§ **EXTRACT TO READ**
........

Eye disorders in Children

childs-eye

Problems of Conjunctiva

Conjunctiva is best examined with a torch. Note the color. Look for any edema (chemosis), hemorrhages, pigmentation. It may also occur in scurvy, thrombocytopenia, injury or even in malaria.

Chemosis. Edema of conjunctiva may be due to orbital cellulitis, nephritis, urticaria, angioneurotic edema or cavernous sinus thrombosis.

Pigmentation. Vitamin A deficiency causes conjunctival xerosis (manifesting as dryness and wrinkling) and triangular white dry patches on the outer and inner sides of the cornea (Bitot’s spots). Wedge shaped brownish lesions are seen in chronic non-neuronopathic form of Gaucher’s disease while Pingueculae (whitish yellow elevated lesion on bulbar conjunctiva) are characteristic of the adult type of the disease.

Deposits. Deposits of cystine crystals in the conjunctiva are seen in the infantile variety of cystinosis. Surface nodules over conjunctiva may be seen in tuberculosis, leprosy and syphilis. Conjunctival neurofibromas are found in neurofibromatosis.

Inflammation (conjunctivitis)

........

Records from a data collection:

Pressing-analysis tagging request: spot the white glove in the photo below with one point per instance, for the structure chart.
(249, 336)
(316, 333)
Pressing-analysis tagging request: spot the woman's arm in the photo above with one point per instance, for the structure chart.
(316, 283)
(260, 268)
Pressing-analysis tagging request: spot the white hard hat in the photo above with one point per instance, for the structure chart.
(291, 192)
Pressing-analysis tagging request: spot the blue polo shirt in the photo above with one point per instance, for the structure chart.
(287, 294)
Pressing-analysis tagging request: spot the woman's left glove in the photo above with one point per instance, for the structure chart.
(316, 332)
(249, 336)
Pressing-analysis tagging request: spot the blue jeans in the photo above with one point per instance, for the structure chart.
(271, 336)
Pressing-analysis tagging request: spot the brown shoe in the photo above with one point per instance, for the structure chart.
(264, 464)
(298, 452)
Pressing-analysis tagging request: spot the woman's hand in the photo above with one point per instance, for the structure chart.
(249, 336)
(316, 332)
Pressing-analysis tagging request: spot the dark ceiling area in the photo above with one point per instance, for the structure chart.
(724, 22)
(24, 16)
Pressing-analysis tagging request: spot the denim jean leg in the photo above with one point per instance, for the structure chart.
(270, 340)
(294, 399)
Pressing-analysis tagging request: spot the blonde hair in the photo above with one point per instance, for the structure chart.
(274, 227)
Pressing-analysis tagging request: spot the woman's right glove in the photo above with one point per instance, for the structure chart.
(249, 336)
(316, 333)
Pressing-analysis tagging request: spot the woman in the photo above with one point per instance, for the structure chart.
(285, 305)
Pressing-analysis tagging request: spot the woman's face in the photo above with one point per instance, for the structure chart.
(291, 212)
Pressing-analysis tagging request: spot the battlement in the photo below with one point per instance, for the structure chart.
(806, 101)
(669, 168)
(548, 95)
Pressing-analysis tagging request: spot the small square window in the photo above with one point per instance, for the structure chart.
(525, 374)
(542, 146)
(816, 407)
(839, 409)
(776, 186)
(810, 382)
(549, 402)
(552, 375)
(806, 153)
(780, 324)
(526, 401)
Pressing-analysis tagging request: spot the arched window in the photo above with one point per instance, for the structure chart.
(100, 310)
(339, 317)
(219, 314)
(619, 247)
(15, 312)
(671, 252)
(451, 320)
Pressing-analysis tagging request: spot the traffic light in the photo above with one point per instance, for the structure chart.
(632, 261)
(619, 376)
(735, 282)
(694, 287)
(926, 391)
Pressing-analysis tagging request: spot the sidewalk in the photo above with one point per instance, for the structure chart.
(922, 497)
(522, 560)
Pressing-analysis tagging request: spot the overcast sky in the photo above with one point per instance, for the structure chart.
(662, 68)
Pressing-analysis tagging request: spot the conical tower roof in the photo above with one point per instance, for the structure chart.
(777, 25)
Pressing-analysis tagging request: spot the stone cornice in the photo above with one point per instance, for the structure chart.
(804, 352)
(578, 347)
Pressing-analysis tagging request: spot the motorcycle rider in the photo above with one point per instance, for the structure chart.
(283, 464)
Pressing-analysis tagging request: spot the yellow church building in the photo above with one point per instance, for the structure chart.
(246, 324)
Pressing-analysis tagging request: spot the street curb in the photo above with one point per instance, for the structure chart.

........

§ **WHAT TO DO**
Copy out the entire passage on eye disorders in children above, word for word, from its title through its final heading.

§ **COMPLETED EXERCISE**
Eye disorders in Children

childs-eye

Problems of Conjunctiva

Conjunctiva is best examined with a torch. Note the color. Look for any edema (chemosis), hemorrhages, pigmentation. It may also occur in scurvy, thrombocytopenia, injury or even in malaria.

Chemosis. Edema of conjunctiva may be due to orbital cellulitis, nephritis, urticaria, angioneurotic edema or cavernous sinus thrombosis.

Pigmentation. Vitamin A deficiency causes conjunctival xerosis (manifesting as dryness and wrinkling) and triangular white dry patches on the outer and inner sides of the cornea (Bitot’s spots). Wedge shaped brownish lesions are seen in chronic non-neuronopathic form of Gaucher’s disease while Pingueculae (whitish yellow elevated lesion on bulbar conjunctiva) are characteristic of the adult type of the disease.

Deposits. Deposits of cystine crystals in the conjunctiva are seen in the infantile variety of cystinosis. Surface nodules over conjunctiva may be seen in tuberculosis, leprosy and syphilis. Conjunctival neurofibromas are found in neurofibromatosis.

Inflammation (conjunctivitis)